───── DOCUMENT PASSAGE ─────

Nothing is changed in the two scenario except the activecell and in turn the activewindow.scrollrow.

My solution is to store the SR, set the SR and SC to 1 and at the end of the computations, bring the SR back to what it was so that the user is not flustered by a change in the screen. 

Due to the common denominator, the other methods for speeding up calculations (screenupdating / manual calcs / enableevents=false / lockwindow / unprotect-protect only once are irrelevant to the issue which is that in my case, I am certain that the SR is directly affecting the time taken to compute.

To reiterate / summarise ...  

Method used - set tickcount at start and end and print the difference, so I am not just perceiving the time but actually reading the measured times.
Tested hundreds of times
Consistent, palpable different times taken.

Conclusion - SR is directly related to the time for computation.   
Question - Does anyone else concur?​


----------



## MARK858 (Aug 8, 2017)

You might state that what the code does is not irrelevant but I don't get this effect with any of the code I use that I have tested but maybe someone else will come in and give a situation where this occurs.

I will keep an eye on the thread to see if I get any enlightenment as obviously if there is a situation where this occurs then I would like to know more


----------



## Peter_SSs (Aug 8, 2017)

jdsouza said:


> .. the crux of the matter is that the active scrollrow seems to have a direct effect on the speed of the calculations


I also cannot see how this could be as a general rule.
If it is the case with your worksheet, then I suggest that there is something 'special' about the worksheet itself or your code. You say that you are unable to share your worksheet or your code so obviously we cannot investigate to see if we can discover the reasoning.

The best I could do was to try to create something that may be vaguely similar.



jdsouza said:


> Scenario 1. The active cell is in row 40 - Scrollrow is, say 20. The user edits and hits the Enter key -> time taken 2.8 seconds
> Scenario 2. The active cell is in row 5 - Scrollrow is 1. The user edits and hits the Enter key -> time taken 0.85 seconds
> 
> (To be sure, no change in data is made, the user double-clicks inside the cell to 'Edit' and presses the Enter key.
> ...


Since I don't have you data or complex string calculations, I set up Sheet1 with 1,000 rows of text each with a random number of characters (from 1 to 5,000 letters A-Z)
My test code then reads those 1,000 values into an array and performs a process on each character of each string, resulting in outputs to 4 different sheets.

Test 1
Scroll row somewhere between 700 & 900. Trigger the code with a worksheet change code by simply re-confirming the cell value as you described above
Time in for 3 tests
3.648 secs
3.633 secs
3.633 secs


Now scrolled to the top of the sheet (scroll row & column = 1)
Trigger the code with a worksheet change code by simply re-confirming a cell value near the top of the sheet.
Time in for 3 tests
3.641 secs
3.914 secs
3.656 secs

Definitely no quicker, which again leads me to believe, as I'm sure other respondents in the thread do, that there is something particular about your particular worksheet/data/code.


----------



## jdsouza (Aug 8, 2017)

Peter_SSs said:


> I also cannot see how this could be as a general rule.

─────

WRITTEN EXERCISE 1
Answer these questions from the forum thread:
(a) In the quoted Scenario 1, how long did the edit take?
(b) How many rows of text did Peter_SSs set up on Sheet1?
(c) To how many different sheets did his test code send its outputs?
WRITTEN EXERCISE 2
From the forum thread, extract the passage starting at "Tested hundreds of" and ending at "MARK858 (Aug 8, 2017)".
The listing is separate material and has no connection to the forum thread.

───── SOURCE EXCERPT ─────

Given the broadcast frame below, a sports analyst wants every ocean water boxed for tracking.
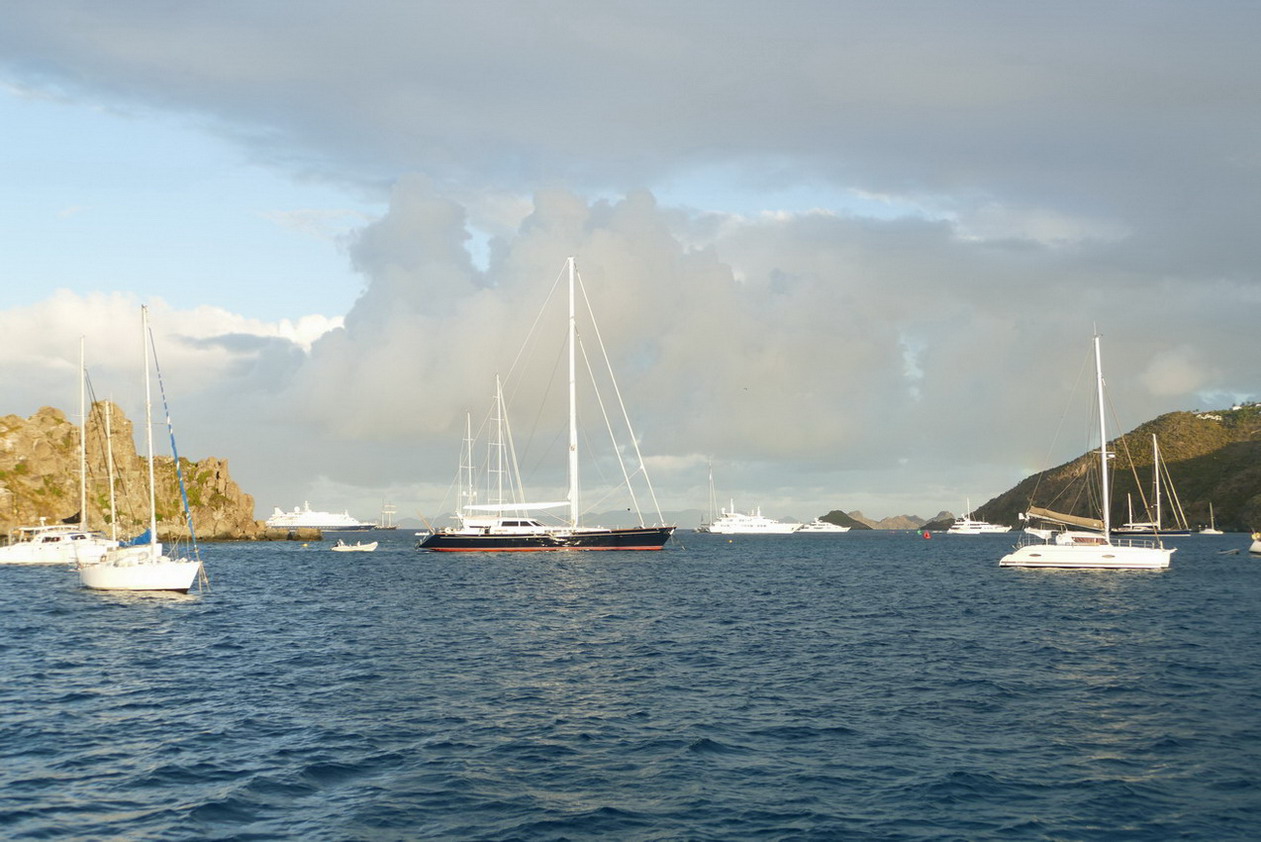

─────

EXPECTED ANSWER 1
(a) 2.8 seconds
(b) 1,000 rows
(c) 4 sheets

EXPECTED ANSWER 2
Tested hundreds of times
Consistent, palpable different times taken.

Conclusion - SR is directly related to the time for computation.   
Question - Does anyone else concur?​


----------



## MARK858 (Aug 8, 2017)